Saved entries:
########

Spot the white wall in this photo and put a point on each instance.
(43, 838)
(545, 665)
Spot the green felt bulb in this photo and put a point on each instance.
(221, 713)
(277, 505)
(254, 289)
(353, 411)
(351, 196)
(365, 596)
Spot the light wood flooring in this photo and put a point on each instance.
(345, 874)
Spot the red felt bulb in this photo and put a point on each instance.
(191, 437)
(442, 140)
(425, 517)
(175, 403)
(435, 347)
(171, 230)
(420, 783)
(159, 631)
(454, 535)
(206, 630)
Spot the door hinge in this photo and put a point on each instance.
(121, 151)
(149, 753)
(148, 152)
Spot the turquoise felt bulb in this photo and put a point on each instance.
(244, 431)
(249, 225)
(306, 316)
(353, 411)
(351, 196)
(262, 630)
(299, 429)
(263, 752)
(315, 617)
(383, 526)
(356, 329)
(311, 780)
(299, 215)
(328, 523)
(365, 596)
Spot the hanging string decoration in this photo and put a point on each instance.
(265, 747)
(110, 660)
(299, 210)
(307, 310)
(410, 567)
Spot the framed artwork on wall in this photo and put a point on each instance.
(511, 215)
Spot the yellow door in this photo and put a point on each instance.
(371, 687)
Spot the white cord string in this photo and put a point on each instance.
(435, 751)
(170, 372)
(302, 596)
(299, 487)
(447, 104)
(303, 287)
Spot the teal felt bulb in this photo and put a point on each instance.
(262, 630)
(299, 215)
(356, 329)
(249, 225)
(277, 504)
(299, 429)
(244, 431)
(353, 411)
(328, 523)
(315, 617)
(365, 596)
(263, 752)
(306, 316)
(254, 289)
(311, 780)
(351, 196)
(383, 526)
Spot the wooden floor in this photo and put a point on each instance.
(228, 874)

########

**Task brief:**
Starting at the line with "Spot the wooden", copy every line down to the last one above, exactly as written and with nothing else.

**Answer to the problem:**
Spot the wooden floor in this photo and put a point on each instance.
(228, 874)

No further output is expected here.